*** MATERIAL SUPPLIED ***
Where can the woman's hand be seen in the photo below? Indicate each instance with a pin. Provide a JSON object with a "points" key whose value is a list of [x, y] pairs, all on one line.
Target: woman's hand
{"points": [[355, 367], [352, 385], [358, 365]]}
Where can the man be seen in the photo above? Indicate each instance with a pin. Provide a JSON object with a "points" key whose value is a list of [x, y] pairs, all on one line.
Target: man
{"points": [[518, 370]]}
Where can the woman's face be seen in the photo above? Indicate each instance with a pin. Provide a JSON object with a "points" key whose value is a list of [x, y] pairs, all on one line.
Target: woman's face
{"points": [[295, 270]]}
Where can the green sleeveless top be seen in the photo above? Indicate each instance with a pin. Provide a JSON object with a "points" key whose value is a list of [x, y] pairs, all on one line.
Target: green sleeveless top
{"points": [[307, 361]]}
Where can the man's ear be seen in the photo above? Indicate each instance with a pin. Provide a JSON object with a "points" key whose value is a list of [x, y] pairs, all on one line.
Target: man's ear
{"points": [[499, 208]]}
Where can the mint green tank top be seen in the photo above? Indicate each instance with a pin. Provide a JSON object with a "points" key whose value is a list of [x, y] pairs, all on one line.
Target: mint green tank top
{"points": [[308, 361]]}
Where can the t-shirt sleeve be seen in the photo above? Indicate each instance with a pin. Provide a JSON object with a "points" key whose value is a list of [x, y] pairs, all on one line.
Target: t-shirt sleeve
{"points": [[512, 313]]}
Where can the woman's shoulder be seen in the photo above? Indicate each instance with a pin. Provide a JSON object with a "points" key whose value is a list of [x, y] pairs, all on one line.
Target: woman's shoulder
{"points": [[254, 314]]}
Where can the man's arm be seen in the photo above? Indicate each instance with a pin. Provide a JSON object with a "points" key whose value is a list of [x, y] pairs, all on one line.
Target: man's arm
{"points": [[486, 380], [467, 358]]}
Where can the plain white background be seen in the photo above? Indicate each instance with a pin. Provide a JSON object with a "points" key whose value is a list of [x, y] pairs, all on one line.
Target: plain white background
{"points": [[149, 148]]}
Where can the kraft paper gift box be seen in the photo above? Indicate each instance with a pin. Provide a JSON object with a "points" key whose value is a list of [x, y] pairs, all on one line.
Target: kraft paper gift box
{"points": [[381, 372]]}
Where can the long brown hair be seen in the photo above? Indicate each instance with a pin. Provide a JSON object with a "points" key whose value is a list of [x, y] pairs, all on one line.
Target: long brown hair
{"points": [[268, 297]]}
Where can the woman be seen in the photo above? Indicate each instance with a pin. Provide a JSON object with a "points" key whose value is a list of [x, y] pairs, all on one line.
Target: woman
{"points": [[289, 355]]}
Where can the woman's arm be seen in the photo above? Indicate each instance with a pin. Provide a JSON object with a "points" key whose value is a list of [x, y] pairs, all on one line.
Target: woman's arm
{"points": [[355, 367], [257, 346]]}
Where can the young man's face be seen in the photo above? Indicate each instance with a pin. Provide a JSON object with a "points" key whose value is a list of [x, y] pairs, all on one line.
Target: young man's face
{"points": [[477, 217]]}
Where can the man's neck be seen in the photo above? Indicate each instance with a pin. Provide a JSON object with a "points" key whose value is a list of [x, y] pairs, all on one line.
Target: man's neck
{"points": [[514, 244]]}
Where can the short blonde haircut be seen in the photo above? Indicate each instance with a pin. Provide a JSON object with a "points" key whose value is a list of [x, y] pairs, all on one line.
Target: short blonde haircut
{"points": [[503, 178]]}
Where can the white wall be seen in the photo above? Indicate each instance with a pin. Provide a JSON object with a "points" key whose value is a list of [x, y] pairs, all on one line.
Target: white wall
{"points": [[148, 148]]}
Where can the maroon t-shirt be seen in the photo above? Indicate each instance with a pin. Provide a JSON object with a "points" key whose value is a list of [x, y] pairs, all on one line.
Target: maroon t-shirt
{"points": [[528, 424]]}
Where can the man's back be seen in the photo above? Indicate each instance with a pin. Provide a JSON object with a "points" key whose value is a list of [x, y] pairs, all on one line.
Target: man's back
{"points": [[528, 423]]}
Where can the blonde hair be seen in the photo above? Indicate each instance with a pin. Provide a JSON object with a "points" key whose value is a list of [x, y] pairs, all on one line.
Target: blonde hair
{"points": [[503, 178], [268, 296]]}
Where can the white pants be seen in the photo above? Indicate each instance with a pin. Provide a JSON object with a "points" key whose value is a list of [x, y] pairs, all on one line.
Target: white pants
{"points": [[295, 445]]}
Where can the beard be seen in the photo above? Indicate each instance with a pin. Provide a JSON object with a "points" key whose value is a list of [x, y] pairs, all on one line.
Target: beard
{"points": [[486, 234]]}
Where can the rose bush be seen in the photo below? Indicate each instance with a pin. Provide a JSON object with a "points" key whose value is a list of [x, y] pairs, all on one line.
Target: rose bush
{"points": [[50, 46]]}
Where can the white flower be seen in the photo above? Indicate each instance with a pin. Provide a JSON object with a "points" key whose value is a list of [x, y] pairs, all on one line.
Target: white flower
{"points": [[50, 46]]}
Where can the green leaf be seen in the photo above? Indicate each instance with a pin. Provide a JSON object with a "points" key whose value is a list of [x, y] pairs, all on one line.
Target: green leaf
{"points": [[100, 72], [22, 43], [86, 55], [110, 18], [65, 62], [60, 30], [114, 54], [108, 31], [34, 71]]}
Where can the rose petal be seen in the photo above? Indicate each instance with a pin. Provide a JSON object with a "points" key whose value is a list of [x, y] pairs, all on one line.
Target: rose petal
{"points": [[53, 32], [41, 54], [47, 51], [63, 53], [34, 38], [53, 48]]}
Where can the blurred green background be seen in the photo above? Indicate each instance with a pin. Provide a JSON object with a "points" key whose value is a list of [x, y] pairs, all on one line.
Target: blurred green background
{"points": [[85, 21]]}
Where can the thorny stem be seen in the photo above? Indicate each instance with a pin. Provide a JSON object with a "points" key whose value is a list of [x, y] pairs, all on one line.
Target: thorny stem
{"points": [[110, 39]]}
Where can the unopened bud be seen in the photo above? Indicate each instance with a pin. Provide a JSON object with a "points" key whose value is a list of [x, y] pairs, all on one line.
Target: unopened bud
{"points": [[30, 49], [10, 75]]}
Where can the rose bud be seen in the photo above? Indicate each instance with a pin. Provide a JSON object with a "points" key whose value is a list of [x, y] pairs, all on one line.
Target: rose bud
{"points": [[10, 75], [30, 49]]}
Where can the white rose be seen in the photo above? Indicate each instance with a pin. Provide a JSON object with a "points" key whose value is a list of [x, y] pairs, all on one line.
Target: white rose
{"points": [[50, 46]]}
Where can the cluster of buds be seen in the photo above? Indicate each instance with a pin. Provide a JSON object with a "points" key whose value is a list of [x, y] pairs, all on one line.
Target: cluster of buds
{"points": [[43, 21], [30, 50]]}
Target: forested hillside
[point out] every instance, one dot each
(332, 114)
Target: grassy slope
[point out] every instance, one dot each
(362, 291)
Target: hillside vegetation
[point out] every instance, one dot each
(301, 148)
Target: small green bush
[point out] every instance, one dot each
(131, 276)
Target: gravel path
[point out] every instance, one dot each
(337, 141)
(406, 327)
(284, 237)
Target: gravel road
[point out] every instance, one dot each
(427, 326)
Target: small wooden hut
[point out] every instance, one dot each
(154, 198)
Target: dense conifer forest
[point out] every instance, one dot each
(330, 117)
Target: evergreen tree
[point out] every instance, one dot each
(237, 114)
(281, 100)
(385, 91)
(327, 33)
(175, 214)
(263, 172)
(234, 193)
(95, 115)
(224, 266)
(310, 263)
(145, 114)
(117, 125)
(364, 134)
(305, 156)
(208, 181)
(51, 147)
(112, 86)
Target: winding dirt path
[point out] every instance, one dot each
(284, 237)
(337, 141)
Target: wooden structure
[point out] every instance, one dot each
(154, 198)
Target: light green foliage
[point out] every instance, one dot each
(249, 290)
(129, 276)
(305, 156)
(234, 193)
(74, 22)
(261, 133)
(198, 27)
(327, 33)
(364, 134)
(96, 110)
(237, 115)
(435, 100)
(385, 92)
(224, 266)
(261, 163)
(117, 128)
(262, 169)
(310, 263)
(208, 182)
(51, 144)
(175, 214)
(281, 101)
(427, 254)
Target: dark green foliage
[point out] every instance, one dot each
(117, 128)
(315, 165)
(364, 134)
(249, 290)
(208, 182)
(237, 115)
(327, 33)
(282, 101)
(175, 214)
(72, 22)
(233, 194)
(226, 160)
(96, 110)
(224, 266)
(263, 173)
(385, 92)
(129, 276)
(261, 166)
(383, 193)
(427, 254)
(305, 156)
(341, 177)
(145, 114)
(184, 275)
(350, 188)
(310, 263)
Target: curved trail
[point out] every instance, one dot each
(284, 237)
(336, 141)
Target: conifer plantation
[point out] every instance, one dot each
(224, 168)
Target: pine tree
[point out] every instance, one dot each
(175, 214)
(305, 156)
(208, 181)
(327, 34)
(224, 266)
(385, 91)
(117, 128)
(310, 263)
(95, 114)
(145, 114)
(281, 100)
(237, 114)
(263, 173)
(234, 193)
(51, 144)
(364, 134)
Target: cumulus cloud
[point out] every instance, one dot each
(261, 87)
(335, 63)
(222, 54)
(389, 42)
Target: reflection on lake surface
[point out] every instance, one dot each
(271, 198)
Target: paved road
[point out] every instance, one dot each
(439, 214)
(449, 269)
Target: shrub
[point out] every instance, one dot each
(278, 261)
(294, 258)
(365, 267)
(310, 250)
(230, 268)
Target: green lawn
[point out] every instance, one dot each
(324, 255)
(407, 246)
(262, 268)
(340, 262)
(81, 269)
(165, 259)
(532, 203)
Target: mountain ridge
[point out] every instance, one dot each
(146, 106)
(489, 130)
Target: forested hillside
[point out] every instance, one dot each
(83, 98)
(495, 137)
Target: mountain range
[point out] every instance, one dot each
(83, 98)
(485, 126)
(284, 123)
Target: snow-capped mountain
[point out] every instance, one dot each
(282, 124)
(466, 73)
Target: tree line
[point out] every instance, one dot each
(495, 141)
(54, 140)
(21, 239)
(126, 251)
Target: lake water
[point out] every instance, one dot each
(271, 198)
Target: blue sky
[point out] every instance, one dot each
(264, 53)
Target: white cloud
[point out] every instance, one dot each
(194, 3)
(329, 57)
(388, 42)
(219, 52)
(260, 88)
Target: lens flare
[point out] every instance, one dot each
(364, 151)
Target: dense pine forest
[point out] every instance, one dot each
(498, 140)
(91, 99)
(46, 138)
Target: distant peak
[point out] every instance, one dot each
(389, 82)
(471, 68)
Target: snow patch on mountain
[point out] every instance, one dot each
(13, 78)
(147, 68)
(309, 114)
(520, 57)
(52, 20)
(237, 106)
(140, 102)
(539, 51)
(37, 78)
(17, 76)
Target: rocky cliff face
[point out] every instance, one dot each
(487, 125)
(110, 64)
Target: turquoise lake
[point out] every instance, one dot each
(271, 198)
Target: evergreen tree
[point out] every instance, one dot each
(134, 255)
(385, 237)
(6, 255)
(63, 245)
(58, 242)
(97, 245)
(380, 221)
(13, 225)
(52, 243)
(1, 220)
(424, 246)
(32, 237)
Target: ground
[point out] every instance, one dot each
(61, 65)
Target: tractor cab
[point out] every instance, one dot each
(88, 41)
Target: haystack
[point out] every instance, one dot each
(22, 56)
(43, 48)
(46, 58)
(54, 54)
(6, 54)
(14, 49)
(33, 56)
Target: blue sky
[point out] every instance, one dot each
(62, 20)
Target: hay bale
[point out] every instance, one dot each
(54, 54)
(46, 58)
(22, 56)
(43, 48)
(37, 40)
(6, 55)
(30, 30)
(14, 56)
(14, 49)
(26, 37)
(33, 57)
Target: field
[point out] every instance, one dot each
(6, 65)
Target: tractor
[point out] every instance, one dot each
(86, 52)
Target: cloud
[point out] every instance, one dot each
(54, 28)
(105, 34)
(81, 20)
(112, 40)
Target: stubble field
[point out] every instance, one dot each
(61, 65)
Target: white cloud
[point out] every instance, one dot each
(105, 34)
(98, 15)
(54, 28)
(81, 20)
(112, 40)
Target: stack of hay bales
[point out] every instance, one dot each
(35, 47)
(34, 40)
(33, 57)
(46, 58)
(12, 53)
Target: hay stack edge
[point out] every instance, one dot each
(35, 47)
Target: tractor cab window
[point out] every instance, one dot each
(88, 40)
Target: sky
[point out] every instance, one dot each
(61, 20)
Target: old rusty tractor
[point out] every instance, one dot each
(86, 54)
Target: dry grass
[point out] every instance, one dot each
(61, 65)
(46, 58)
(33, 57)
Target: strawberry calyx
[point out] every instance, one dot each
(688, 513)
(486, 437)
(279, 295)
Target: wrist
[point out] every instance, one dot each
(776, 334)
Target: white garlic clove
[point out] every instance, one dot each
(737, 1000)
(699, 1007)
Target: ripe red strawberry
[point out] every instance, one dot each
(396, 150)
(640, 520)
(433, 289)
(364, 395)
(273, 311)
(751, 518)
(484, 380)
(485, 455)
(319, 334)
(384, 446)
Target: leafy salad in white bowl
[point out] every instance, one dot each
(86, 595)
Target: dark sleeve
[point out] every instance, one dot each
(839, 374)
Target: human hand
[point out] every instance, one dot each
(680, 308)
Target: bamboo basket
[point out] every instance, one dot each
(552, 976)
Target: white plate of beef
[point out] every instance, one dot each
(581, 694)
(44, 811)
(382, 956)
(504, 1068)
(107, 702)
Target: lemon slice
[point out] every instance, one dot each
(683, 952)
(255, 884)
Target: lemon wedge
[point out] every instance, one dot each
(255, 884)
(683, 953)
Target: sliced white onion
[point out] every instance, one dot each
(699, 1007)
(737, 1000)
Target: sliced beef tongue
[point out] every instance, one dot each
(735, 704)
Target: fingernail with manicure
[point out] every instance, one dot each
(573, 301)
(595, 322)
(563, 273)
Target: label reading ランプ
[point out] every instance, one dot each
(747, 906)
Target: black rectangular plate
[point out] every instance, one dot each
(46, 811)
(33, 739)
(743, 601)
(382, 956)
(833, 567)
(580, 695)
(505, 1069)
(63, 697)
***
Can you repeat, word for word, every line above from the one containing "Target: dense conifer forest" down to the one containing "Target: light green foliage", including both?

Target: dense conifer forest
[point out] every instance, one dot each
(330, 117)
Target: evergreen tree
[point out] every instance, one dot each
(237, 114)
(281, 100)
(385, 91)
(327, 33)
(175, 214)
(263, 172)
(234, 193)
(95, 115)
(224, 266)
(310, 263)
(145, 114)
(117, 125)
(364, 134)
(305, 156)
(208, 181)
(51, 147)
(112, 86)
Target: winding dirt path
[point out] every instance, one dot each
(284, 237)
(337, 141)
Target: wooden structure
[point out] every instance, one dot each
(154, 198)
Target: light green foliage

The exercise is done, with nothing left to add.